Word for word, set down the entries that follow.

Stored items
——

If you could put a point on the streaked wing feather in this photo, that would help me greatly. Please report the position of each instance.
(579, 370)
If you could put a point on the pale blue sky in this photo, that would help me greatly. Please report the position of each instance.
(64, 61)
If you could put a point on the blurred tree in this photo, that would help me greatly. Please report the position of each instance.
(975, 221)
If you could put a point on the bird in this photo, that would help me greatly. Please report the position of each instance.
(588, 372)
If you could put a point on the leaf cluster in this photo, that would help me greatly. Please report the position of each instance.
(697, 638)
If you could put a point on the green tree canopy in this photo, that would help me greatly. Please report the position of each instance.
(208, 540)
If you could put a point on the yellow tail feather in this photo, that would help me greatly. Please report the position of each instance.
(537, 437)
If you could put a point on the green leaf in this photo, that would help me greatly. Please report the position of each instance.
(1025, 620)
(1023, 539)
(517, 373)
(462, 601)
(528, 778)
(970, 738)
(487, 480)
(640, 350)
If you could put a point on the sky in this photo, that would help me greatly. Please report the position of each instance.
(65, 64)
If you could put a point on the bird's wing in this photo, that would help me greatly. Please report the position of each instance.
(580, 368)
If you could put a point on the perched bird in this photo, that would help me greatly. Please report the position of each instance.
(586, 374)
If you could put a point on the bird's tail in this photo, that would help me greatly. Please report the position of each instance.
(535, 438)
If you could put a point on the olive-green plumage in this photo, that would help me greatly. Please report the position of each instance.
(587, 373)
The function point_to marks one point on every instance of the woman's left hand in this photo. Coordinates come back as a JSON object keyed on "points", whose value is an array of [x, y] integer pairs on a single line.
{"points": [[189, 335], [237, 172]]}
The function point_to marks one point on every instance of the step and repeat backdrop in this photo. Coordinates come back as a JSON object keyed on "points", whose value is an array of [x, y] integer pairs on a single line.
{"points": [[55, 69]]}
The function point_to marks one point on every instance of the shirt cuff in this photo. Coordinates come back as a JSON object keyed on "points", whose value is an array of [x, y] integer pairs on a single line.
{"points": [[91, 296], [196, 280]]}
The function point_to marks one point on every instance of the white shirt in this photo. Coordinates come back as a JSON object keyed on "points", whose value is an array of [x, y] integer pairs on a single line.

——

RESULT
If you could put a point on the streaked wing feather in this photo, that would help me greatly. Please report the position of each instance.
(579, 370)
If you could put a point on the pale blue sky in this photo, that would help me greatly. Please report the position of each instance.
(64, 61)
If you could put a point on the blurred tree in this photo, that would help me greatly. Please report the position of each instance.
(975, 221)
If you could put a point on the bird in this photo, that would help me greatly. Please report the position of each instance.
(588, 372)
If you could put a point on the leaf cluster in this photo, that would help me greatly. Please report the position of each instance.
(697, 638)
If you could put a point on the green tree canopy in this photo, that would help me greatly. Please report the position of each instance.
(208, 540)
If you could put a point on the yellow tail feather in this photo, that would help me greatly. Please report the position of each instance.
(537, 437)
If you could put a point on the green leaf in this photo, that would help me greatly. Please report the position of each instance.
(1025, 620)
(1023, 539)
(517, 373)
(462, 601)
(528, 778)
(970, 738)
(487, 480)
(640, 350)
If you could put a point on the sky in this photo, that would help me greatly. Please report the position of each instance.
(65, 64)
If you could put a point on the bird's wing in this photo, that would help me greatly. Please report the position of each instance.
(580, 368)
If you could put a point on the perched bird in this photo, that would help me greatly. Please report the position of each instance.
(586, 374)
If you could put a point on the bird's tail in this photo, that would help me greatly. Please report the position of each instance.
(535, 438)
If you could put a point on the olive-green plumage in this photo, that would help me greatly. Please report the position of each instance.
(587, 373)
The function point_to marks one point on every instance of the woman's left hand in this photo. Coordinates come back as a JSON object keyed on "points", whose value is an array of [x, y] integer pairs on a single line.
{"points": [[189, 335], [237, 172]]}
The function point_to marks one point on every instance of the step and repeat backdrop in this photo. Coordinates come back as a JSON object keyed on "points", whose value is an array of [x, y] integer pairs on a single line.
{"points": [[55, 69]]}
The function point_to marks one point on every instance of the shirt cuff in this photo. Coordinates come back as a JSON object keyed on "points", whose value is an array of [x, y] integer pairs on a single line.
{"points": [[91, 296], [196, 280]]}
The function point_to marks one point on every instance of the white shirt in this photo. Coordinates come back as a JSON object keyed on "points", whose value is an array of [x, y] integer pairs on a single line.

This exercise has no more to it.